- _Exercise directions_
With the pictures left out, write every entry down exactly.

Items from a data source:
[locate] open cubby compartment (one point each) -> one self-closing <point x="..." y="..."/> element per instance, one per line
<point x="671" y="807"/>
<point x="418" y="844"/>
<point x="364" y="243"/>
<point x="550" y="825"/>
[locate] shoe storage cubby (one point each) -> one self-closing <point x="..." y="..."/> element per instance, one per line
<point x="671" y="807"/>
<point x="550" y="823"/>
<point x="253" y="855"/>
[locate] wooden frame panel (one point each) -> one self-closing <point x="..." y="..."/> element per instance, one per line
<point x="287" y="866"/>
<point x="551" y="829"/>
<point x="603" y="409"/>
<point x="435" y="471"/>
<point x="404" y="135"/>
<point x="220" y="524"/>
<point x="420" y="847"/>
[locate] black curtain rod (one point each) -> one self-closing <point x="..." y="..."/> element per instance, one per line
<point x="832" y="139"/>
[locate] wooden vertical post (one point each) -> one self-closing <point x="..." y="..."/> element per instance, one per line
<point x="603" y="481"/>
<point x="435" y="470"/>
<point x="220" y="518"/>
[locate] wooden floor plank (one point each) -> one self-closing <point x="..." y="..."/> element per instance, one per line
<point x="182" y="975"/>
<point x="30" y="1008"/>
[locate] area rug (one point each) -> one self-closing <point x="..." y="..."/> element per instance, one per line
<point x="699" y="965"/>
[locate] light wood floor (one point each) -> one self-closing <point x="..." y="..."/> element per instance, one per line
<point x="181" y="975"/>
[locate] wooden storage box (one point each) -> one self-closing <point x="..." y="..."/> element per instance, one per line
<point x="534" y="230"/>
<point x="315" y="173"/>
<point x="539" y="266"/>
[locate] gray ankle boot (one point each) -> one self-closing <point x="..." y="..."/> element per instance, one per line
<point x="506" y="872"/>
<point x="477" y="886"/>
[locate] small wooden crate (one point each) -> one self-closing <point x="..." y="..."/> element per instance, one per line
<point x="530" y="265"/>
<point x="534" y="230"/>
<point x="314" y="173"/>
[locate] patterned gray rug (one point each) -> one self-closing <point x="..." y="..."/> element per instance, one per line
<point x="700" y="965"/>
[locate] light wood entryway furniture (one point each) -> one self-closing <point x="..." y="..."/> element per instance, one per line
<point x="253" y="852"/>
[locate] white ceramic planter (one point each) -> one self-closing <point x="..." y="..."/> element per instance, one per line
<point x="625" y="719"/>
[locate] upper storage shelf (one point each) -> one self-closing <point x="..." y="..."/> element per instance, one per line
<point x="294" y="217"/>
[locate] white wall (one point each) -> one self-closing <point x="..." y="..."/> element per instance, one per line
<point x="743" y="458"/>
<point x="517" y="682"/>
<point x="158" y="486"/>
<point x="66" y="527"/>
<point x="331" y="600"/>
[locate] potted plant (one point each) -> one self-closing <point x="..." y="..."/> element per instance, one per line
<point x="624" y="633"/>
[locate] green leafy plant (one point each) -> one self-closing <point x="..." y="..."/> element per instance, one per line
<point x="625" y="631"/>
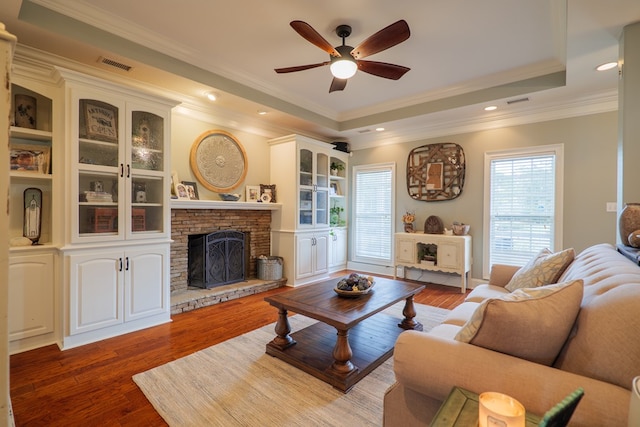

- _Task response_
[locate] open cubby compartment (one point each) -> one self-closing <point x="..." y="..."/> element per instance, one per line
<point x="671" y="807"/>
<point x="418" y="844"/>
<point x="364" y="243"/>
<point x="550" y="825"/>
[locate] shoe storage cubby (one point each) -> one self-closing <point x="..." y="..."/> element per instance, one per line
<point x="671" y="807"/>
<point x="550" y="823"/>
<point x="253" y="855"/>
[locate] wooden frame panel (one point each) -> one self-closing <point x="..." y="..."/> element per instance, one per line
<point x="287" y="866"/>
<point x="551" y="829"/>
<point x="603" y="409"/>
<point x="435" y="471"/>
<point x="404" y="135"/>
<point x="220" y="524"/>
<point x="420" y="847"/>
[locate] black curtain rod (one point each) -> one self-closing <point x="..." y="..."/> element per instance, one per line
<point x="832" y="139"/>
[locate] wooden vertical post (one point each) -> one self-closing <point x="..." y="..."/> element per instance, one per line
<point x="603" y="481"/>
<point x="435" y="470"/>
<point x="220" y="518"/>
[locate] wooden floor plank (one point each) -> one self-closing <point x="..." y="..."/> element per instance, one per line
<point x="182" y="975"/>
<point x="30" y="1008"/>
[locate] area rug (one point each) -> one self-closing <point x="..." y="..."/> element per instance, one per line
<point x="699" y="965"/>
[locate] light wood floor (one point each) -> one self-closing <point x="..." y="..."/> element per instance, one per line
<point x="181" y="975"/>
[locate] wooden storage box (one point each) -> one self-closing <point x="..." y="..."/> element per instance, one per line
<point x="534" y="230"/>
<point x="315" y="173"/>
<point x="539" y="266"/>
[locate] gray ankle boot (one point each) -> one self-closing <point x="..." y="..."/> element per instance, one per line
<point x="506" y="872"/>
<point x="477" y="886"/>
[locate] small wooden crate (one point each) -> one self-closing <point x="..." y="..."/> element per instance, one per line
<point x="530" y="265"/>
<point x="534" y="230"/>
<point x="314" y="173"/>
[locate] patterned gray rug (one point each) -> one self-closing <point x="..." y="..."/> element per instance, one per line
<point x="700" y="965"/>
[locate] light wood entryway furniture (one point each) -> one self-closing <point x="..." y="..."/> element per instance, one per line
<point x="253" y="852"/>
[locate] white ceramic planter (one point each) -> one self-closing <point x="..." y="..."/> element per instance, one per line
<point x="625" y="719"/>
[locate] upper storage shelf (one point each) -> one self-closing <point x="..." y="..."/> element per instance, one per line
<point x="294" y="217"/>
[locate] white wall (one point each) -> one self-closing <point x="..." y="..."/> element per instance, one per line
<point x="743" y="458"/>
<point x="517" y="682"/>
<point x="158" y="486"/>
<point x="66" y="527"/>
<point x="331" y="600"/>
[locate] potted plant (one point each) -> one self-closing <point x="..." y="..."/> element per instance, one per line
<point x="624" y="633"/>
[locate] green leafy plant (one point each) -> one self-closing <point x="..." y="..."/> element per instance, one per line
<point x="625" y="631"/>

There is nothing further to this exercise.